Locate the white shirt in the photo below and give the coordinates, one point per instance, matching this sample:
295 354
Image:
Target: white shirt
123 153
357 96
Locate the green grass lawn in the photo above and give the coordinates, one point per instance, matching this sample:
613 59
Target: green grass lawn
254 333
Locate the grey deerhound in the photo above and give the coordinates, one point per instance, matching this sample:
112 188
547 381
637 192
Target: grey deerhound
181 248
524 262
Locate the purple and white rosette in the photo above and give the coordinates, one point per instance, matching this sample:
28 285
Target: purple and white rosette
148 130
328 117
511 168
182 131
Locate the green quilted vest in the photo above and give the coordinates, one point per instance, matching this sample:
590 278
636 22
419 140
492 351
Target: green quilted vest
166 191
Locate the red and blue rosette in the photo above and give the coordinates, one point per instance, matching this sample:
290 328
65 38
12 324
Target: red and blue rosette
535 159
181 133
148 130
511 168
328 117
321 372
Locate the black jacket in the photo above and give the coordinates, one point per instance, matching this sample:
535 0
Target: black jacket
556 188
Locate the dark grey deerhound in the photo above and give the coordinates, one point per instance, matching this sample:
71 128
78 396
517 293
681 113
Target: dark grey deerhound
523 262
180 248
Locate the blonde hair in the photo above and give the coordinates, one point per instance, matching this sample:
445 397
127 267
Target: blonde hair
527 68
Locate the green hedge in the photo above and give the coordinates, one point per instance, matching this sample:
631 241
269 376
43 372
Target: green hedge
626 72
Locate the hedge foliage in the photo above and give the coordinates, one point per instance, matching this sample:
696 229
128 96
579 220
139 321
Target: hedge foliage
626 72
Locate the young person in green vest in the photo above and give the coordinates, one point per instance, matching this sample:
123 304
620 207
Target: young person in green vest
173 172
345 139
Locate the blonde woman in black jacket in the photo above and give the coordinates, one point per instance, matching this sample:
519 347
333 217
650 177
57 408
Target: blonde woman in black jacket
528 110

# # # #

• WHAT TO PRODUCE: Edit the records above so that each "deerhound" reads "wolfhound", keeping everything else the same.

• THE RESPONSE:
Locate the white shirt in the photo below and give the coordinates, one point per instance, matching this sample:
295 354
Image:
Target: white shirt
123 153
357 96
Locate the green grass lawn in the photo above and give the coordinates, one point per instance, matching this sample:
613 59
Target: green grass lawn
254 333
Locate the grey wolfhound in the photo above and give the coordinates, one point per instance, matching this sample:
112 188
547 381
637 192
Target: grey wolfhound
181 248
524 262
Locate the purple and white rosette in the photo above and give the coordinates, one point per instance, matching this sample:
28 285
Target: purple and white rosette
148 130
328 117
511 168
182 131
Locate the green quilted vest in the photo above and give the coordinates, one point per instance, matching this sample:
590 278
636 22
419 140
492 351
Target: green quilted vest
166 191
Locate the red and blue rosette in the photo above and give the coordinates, one point per instance, matching this sample:
290 328
65 38
12 324
Target: red and blue rosette
535 159
181 133
148 130
511 168
328 117
321 372
Locate the black jacket in the photo above and give the coordinates, one point per instance, matching this sample:
535 0
Target: black jacket
556 188
Locate the dark grey wolfhound in the photo above and give the coordinates, one point per instance, matching this sample:
71 128
78 396
517 293
681 113
Target: dark grey wolfhound
523 262
180 248
Locate the blonde hair in the photo above and give the coordinates, one point per instance, matching this sample:
445 397
127 267
Target: blonde hair
527 68
Locate the green hedge in the photo above and give the coordinates, one point per instance, matching this sample:
631 241
269 376
43 372
Target: green hedge
626 72
Locate the hedge foliage in the photo above and give the coordinates, one point per instance, matching this sample:
696 229
128 96
579 220
139 321
Target: hedge foliage
626 72
Locate the young person in green vest in the photo above and give the coordinates, one point per instance, matching this sample:
123 304
620 207
Target: young person in green vest
173 172
345 139
Locate the blonde woman in black jacket in the photo above and give the coordinates, one point per instance, matching this sample:
519 347
333 217
650 177
57 408
Target: blonde woman in black jacket
528 110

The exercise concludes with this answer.